Records to use
--*--
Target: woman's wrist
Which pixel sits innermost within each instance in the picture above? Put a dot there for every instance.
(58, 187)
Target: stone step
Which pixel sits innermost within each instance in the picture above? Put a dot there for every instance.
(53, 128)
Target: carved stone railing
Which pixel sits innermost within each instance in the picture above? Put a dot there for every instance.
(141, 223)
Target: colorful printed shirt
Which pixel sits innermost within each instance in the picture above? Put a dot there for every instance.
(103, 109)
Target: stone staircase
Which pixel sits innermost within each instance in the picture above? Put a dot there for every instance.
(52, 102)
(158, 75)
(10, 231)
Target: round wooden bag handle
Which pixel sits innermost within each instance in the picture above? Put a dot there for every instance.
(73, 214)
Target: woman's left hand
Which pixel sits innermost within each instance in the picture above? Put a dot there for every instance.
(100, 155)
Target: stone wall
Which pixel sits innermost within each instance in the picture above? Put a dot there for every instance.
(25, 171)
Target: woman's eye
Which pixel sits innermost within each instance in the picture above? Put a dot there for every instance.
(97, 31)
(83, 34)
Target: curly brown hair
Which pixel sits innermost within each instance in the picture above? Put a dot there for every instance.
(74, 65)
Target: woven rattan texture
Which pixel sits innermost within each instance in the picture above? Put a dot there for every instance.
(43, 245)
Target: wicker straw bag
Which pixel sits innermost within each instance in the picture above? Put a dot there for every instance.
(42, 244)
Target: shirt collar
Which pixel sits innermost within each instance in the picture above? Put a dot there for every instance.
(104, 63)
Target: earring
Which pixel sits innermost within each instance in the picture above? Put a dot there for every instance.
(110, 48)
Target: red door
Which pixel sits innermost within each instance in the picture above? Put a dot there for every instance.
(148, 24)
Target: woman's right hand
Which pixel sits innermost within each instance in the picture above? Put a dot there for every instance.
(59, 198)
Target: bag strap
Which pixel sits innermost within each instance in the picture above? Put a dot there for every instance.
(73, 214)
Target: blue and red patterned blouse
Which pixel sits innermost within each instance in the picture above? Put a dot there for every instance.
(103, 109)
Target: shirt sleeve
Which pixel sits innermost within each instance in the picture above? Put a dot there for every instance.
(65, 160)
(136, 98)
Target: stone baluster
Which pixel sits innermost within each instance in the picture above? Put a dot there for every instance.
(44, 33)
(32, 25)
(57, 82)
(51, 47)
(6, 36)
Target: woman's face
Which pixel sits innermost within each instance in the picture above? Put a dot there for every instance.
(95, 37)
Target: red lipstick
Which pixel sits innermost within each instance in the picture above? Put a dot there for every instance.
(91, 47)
--*--
What you need to do
Based on the listing, determine the number of lines that include the string "woman", and give that number without further text.

Completed task
5